Text for analysis
──────
Genetic basis and principal component analysis in cotton (Gossypium hirsutum L.) grown under water deficit condition

Aziz Ullah; Amir Shakeel; Hafiz Ghulam Muhu-Din Ahmed; Muhammad Naeem; Muhammad Ali; Adnan Noor Shah; Lichen Wang; Mariusz Jaremko; Nader R Abdelsalam; Rehab Y Ghareeb; Mohamed E Hasan

doi:10.3389/fpls.2022.981369

Genetic basis and principal component analysis in cotton (Gossypium hirsutum L.) grown under water deficit condition

Front Plant Sci. 2022 Oct 6:13:981369. doi: 10.3389/fpls.2022.981369. eCollection 2022.

Authors

Affiliations

¹ Department of Plant Breeding and Genetics, University of Agriculture Faisalabad, Faisalabad, Pakistan.
² Department of Plant Breeding and Genetics, Faculty of Agriculture and Environment, The Islamia University of Bahawalpur, Bahawalpur, Pakistan.
³ Institute of Agro-Industry and Environment, The Islamia University of Bahawalpur, Bahawalpur, Pakistan.
⁴ Department of Agricultural Engineering, Khwaja Fareed University of Engineering and Information Technology, Rahim Yar Khan, Punjab, Pakistan.
⁵ College of Life Science, Linyi University, Linyi, China.
⁶ Smart-Health Initiative and Red Sea Research Center, Division of Biological and Environmental Sciences and Engineering, King Abdullah University of Science and Technology, Thuwal, Saudi Arabia.
⁷ Agricultural Botany Department, Faculty of Agriculture (Saba Basha), Alexandria University, Alexandria, Egypt.
⁸ Plant Protection and Biomolecular Diagnosis Department, Arid Lands Cultivation Research Institute, City of Scientific Research and Technological Applications, Alexandria, Egypt.
⁹ Bioinformatics Department, Genetic Engineering and Biotechnology Research Institute, University of Sadat City, Sadat City, Egypt.

Abstract

Cotton is considered as the main crop in the agricultural sector of Pakistan. Water deficiency in this region in recent years has reduced the chances of high yields of cotton. Selection and creation of high-yielding varieties of cotton, even in water deficit conditions, is one of urgent tasks of today. For this purpose, 40 diverse genotypes of upland cotton were screened in normal and water deficit conditions in triplicate arrangement under split plot in a randomized complete block design. All the genotypes showed significant difference under both water regimes. Ten upland cotton accessions were screened out as water deficit tolerant (VH-144, IUB-212, MNH-886, VH-295, IR-3701, AA-802, NIAB-111, NS-121, FH-113, and FH-142) and five as water deficit sensitive (IR-3, CIM-443, FH-1000, MNH-147, and S-12) based on seed cotton yield and stress susceptibility index. These tolerant and sensitive genotypes were crossed in line × tester mating design. For further evaluation of genetic material, the seed of 50 F₁ crosses and their 15 parents were field planted under normal and water deficit conditions during next cotton growing season. Traits related to yield under the study showed significant variations among the accessions and their half sibs. The results of the principal component analysis (PCA) exhibited that total variation exhibited by factors 1 and factor 2 were 55.55 and 41.95%, respectively. PCA transformed the variables into three factors, and only two factors (F1 and F2) had eigenvalue > 1. The degree of dominance revealed that all parameters were highly influenced by non-additive gene action under both water regimes. Furthermore, the line VH-295 and tester CIM-443 had better yield performance under water deficit stress. The cross-combinations, viz., VH-144 × S-12, NIAB-111 × IR-3, and VH-295 × MNH-147, were the best for yield contributing traits. These combinations may be helpful for germplasm enhancement on large scale under water scarcity. All the studied traits have non-additive types of gene action suggesting the usage of these genotypes in cotton hybrid development program against water deficit tolerance.

Keywords: combining ability effects; gene action; line × tester; seed cotton yield; water deficit.
──────
Assigned task
Name every upland cotton accession that the cotton study abstract classifies as water deficit sensitive.

The data
──────
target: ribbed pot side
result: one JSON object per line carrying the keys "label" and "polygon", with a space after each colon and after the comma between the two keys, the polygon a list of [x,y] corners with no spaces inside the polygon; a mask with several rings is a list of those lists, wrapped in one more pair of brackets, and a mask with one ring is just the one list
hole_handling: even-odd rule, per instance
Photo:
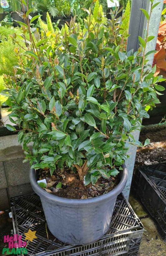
──────
Completed task
IR-3, CIM-443, FH-1000, MNH-147, and S-12